Only the lines from the one containing "Exercise. Mark the butterfly antenna" through the final line of the material below should be output, exactly as they stand.
──────── Supplied data ────────
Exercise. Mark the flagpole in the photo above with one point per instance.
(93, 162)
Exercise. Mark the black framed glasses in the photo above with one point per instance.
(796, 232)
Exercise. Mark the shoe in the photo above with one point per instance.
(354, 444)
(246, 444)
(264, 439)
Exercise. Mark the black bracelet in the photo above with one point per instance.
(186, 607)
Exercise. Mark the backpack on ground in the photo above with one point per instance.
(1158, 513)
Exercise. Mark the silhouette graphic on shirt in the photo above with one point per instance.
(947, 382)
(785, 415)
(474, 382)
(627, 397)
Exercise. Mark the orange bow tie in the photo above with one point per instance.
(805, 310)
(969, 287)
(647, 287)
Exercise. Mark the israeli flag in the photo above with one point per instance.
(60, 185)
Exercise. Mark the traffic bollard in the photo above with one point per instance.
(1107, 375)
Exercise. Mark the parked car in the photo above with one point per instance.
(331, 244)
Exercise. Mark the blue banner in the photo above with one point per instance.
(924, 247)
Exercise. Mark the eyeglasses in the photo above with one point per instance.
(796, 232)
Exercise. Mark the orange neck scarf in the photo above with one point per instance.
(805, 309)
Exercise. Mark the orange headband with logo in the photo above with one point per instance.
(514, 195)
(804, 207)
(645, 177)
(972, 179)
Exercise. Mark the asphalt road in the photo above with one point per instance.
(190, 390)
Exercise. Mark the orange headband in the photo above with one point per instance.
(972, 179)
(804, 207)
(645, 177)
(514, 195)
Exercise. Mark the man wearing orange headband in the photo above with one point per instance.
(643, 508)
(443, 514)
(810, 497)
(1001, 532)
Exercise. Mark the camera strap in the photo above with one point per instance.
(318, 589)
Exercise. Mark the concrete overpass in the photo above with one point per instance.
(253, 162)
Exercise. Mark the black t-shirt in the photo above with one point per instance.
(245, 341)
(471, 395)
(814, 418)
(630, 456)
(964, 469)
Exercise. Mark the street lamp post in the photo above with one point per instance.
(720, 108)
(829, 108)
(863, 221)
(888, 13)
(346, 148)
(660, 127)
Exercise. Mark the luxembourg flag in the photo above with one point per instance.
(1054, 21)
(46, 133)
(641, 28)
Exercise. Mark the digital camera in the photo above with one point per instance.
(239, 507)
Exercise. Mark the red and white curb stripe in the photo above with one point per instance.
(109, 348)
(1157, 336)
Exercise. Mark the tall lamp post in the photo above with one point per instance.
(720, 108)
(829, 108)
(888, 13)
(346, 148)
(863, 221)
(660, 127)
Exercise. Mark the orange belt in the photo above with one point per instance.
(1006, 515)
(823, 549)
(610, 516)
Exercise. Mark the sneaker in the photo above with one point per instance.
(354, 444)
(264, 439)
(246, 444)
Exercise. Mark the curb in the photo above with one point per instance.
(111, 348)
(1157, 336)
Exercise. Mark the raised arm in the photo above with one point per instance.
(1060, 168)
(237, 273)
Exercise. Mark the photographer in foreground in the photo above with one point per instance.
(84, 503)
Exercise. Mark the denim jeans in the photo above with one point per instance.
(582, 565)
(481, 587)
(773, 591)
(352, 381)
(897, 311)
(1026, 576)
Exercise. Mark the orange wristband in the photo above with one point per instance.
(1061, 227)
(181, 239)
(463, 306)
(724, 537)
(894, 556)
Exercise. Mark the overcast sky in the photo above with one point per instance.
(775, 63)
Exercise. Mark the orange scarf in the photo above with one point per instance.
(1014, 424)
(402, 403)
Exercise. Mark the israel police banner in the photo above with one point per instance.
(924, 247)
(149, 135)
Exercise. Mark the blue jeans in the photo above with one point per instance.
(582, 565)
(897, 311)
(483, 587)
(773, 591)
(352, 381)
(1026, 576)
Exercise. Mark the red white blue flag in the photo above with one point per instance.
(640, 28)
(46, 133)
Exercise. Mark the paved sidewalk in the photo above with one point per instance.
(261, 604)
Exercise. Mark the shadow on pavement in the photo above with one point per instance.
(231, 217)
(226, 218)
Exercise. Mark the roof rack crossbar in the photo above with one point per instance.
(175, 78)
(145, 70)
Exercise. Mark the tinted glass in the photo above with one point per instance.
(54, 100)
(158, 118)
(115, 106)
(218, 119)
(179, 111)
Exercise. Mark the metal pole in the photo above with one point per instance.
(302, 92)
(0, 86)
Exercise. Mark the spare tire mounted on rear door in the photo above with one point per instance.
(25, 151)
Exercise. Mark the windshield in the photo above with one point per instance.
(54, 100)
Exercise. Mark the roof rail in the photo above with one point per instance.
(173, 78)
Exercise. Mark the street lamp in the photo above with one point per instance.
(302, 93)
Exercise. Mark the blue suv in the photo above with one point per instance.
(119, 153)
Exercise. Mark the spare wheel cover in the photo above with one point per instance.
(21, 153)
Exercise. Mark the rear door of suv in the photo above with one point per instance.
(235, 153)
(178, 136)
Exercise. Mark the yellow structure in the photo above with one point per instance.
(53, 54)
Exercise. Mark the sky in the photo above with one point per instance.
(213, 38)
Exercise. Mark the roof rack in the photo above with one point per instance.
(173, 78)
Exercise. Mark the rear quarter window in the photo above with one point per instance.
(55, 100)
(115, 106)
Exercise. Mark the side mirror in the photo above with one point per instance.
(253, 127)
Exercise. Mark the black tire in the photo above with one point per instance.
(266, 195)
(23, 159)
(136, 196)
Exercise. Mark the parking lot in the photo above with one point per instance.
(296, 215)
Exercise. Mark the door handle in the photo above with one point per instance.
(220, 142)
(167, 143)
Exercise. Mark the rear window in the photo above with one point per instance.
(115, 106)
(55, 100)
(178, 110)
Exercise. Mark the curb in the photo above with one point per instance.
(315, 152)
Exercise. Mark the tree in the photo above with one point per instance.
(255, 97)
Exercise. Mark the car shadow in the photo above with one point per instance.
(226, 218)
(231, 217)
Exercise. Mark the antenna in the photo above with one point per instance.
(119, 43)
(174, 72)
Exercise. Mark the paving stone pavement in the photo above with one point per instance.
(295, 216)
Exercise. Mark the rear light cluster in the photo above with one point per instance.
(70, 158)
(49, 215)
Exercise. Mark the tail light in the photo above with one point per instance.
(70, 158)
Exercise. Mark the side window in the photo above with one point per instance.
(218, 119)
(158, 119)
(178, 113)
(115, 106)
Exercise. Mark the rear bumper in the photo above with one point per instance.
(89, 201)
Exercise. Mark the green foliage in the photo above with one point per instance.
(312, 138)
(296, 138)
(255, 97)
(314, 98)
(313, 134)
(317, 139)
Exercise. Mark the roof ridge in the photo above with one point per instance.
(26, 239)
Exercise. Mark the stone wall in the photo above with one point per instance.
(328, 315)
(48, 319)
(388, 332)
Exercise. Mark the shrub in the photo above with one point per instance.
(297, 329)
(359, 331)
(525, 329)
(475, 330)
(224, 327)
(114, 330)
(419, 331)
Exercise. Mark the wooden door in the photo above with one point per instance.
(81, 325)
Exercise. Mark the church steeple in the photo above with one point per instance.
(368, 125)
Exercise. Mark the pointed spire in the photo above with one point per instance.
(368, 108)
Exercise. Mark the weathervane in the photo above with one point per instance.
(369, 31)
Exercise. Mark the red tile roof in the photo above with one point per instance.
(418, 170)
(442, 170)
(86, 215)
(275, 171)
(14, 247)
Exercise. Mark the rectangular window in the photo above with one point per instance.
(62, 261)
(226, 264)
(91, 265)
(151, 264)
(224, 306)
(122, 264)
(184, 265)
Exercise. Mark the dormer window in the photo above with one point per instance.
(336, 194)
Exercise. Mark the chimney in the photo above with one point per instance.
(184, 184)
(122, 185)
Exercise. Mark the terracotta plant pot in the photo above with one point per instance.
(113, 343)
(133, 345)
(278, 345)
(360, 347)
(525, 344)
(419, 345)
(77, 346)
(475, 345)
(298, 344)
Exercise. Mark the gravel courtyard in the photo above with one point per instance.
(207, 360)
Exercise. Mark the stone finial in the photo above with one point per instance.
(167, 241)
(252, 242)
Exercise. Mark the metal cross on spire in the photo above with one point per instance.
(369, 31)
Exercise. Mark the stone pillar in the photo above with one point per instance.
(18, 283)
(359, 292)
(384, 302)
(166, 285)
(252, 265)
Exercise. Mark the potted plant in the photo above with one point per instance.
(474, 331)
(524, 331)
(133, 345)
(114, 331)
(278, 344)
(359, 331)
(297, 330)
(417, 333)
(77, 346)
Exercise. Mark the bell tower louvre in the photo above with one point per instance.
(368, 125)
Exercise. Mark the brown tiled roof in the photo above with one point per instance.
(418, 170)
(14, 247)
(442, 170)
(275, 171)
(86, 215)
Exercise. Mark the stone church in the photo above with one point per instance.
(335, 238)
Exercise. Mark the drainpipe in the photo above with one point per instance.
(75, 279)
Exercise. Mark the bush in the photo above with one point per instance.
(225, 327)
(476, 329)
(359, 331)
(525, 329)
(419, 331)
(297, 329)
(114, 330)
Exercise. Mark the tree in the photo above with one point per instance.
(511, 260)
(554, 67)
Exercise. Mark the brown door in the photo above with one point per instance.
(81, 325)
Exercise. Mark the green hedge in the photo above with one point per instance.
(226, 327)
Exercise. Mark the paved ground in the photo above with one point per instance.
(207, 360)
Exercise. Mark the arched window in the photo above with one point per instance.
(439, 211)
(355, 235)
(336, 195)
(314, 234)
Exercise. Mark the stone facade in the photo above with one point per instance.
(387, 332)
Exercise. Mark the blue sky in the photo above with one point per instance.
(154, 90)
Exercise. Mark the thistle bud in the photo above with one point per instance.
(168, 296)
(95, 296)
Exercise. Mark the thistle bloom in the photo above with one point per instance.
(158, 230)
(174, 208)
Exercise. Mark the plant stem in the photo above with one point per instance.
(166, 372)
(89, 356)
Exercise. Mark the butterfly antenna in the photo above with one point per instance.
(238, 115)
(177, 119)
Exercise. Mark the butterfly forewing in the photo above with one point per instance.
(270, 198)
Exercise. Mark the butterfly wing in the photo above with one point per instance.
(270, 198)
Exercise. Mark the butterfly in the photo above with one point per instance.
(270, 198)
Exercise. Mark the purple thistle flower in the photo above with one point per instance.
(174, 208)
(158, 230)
────────
→ **Written answer**
Exercise. Mark the butterfly antenna in the photo above with one point per instance.
(238, 115)
(177, 119)
Exercise. Mark the butterfly forewing in the photo above with one point per instance.
(270, 198)
Exercise. Mark the butterfly wing in the photo above with one point per instance.
(270, 198)
Exercise. Mark the butterfly in the photo above with one point per instance.
(270, 198)
Exercise. Mark the purple thistle flower in the photo above with one point per instance.
(174, 208)
(158, 230)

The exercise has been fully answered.